> TASK INSTRUCTIONS
1. According to the excerpt on the equation of continuity, from what principle is that equation derived?
2. Reproduce word for word the portion of the excerpt on the equation of continuity between "And Mass of" and "and  a2 respectively.", inclusive.

> PAGE EXCERPT
········

Equation of Continuity

It is applied when fluid is an ideal fluid. (means fluid is Incompressible and Non-viscous)

The equation of continuity is derived from the principle of conservation of mass.

Have a look at the flow of ideal fluid through the tube AB.

 

For the above figure 

Let Mass of the liquid entering per second at A= \dot{M_A}

And Mass of the liquid leaving per second at B= \dot{M_B}

From Mass conservation law we can write 

 \dot{M_A}=\dot{M_B}

If the cross-sectional area of the pipe at points A and B be a1 and  a2 respectively.

And let the liquid enter with normal velocity v at A and leave with velocity v2 at B.

And  \rho_1 \ \ and \ \ \rho_2  be the densities of the liquid at point A and B respectively.

········

> SUPPLIED MATERIAL
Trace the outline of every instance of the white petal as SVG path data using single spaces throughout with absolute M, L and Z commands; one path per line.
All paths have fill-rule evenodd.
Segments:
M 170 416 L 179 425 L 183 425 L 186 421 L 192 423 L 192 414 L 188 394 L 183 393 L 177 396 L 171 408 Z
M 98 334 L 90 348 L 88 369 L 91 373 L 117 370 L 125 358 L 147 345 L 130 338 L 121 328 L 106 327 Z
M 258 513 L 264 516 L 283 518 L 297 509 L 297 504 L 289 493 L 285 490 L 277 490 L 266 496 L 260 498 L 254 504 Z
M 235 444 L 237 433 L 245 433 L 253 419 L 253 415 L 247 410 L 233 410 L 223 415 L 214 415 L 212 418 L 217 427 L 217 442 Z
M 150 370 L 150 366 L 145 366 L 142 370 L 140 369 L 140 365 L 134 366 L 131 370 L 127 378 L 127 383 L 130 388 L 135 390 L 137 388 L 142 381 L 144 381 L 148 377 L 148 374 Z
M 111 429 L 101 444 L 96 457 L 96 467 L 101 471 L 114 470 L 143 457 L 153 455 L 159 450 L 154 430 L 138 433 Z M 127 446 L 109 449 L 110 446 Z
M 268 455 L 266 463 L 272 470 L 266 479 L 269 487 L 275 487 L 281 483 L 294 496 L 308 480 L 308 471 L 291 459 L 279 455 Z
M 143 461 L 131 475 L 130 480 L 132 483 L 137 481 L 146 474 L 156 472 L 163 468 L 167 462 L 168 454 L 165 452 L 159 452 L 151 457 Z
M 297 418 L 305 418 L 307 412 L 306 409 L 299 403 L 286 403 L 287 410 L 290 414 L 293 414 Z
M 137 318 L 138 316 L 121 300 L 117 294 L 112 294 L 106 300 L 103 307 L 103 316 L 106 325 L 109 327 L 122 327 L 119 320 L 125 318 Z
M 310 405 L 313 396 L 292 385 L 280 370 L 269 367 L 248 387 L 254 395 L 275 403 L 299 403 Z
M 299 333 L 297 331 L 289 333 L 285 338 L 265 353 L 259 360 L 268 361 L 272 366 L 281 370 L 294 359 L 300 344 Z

········

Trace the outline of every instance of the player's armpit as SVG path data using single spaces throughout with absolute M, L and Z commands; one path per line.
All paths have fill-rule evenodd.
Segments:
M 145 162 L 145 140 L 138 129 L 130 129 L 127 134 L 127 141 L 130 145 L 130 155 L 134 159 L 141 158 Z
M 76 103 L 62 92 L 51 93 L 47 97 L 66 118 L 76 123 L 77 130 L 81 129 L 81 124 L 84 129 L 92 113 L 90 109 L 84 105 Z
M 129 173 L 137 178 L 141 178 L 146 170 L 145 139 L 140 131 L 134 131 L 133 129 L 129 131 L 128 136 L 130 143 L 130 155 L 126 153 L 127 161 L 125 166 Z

········

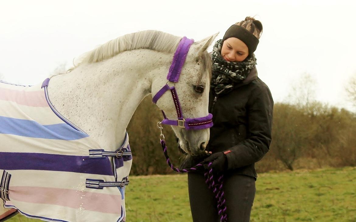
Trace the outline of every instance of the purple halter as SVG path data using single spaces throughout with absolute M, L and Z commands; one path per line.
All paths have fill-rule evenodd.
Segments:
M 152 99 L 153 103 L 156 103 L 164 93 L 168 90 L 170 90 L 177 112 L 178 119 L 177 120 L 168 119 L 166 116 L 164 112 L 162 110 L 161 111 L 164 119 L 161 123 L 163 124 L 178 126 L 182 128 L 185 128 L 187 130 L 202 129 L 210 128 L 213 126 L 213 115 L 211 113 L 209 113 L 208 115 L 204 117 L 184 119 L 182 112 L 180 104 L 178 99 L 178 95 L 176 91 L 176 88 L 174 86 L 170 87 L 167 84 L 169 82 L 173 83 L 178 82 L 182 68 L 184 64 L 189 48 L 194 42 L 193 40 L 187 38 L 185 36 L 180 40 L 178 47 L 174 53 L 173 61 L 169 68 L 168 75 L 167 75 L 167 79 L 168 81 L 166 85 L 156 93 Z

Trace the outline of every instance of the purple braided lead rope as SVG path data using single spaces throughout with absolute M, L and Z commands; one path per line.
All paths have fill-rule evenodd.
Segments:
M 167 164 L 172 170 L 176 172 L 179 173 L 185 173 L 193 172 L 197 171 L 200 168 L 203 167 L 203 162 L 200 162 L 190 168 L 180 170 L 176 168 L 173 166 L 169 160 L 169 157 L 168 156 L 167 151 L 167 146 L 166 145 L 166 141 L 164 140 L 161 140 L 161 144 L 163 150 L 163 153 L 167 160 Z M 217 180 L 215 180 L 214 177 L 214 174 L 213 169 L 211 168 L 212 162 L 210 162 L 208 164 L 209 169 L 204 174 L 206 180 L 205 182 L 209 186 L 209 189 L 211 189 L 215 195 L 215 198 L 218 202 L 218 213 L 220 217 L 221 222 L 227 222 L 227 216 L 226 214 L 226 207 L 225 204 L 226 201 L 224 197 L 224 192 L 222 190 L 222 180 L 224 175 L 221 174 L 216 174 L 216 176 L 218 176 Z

········

> OUTPUTS IN ORDER
1. The principle of conservation of mass.

2.
And Mass of the liquid leaving per second at B= \dot{M_B}

From Mass conservation law we can write 

 \dot{M_A}=\dot{M_B}

If the cross-sectional area of the pipe at points A and B be a1 and  a2 respectively.